GIVEN RECORDS below:

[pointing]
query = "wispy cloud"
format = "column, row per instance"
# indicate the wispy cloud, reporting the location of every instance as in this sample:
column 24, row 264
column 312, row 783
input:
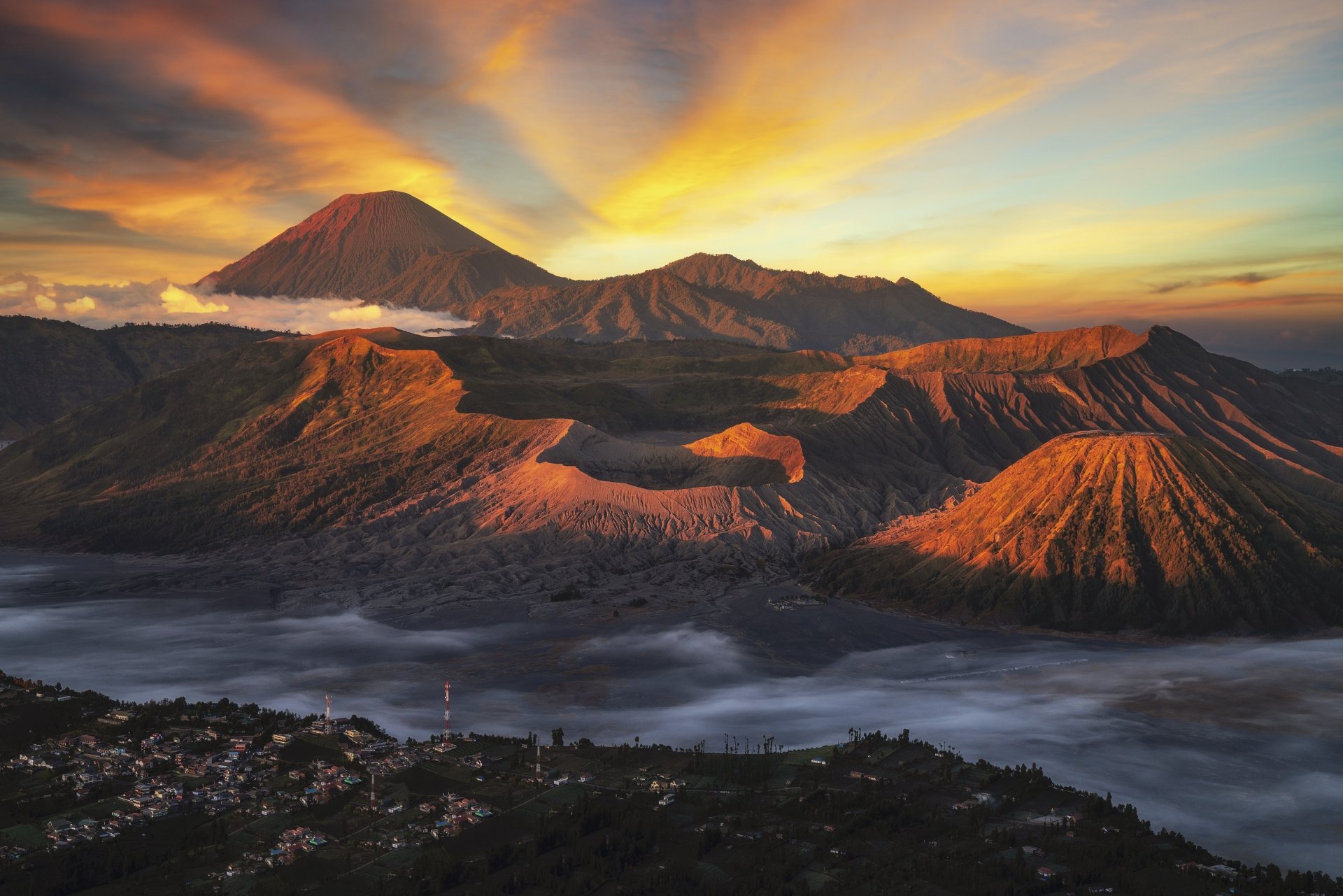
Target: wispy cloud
column 166, row 303
column 1249, row 278
column 998, row 153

End of GIVEN RECORDS.

Would you transcribe all of the data exactly, omitting any pictures?

[pointing]
query = "wispy cloud"
format = "column, row per instance"
# indicate the wispy cloud, reporting the location of every instance as in this sample:
column 24, row 264
column 312, row 783
input:
Target: wispy cloud
column 166, row 303
column 1249, row 278
column 998, row 153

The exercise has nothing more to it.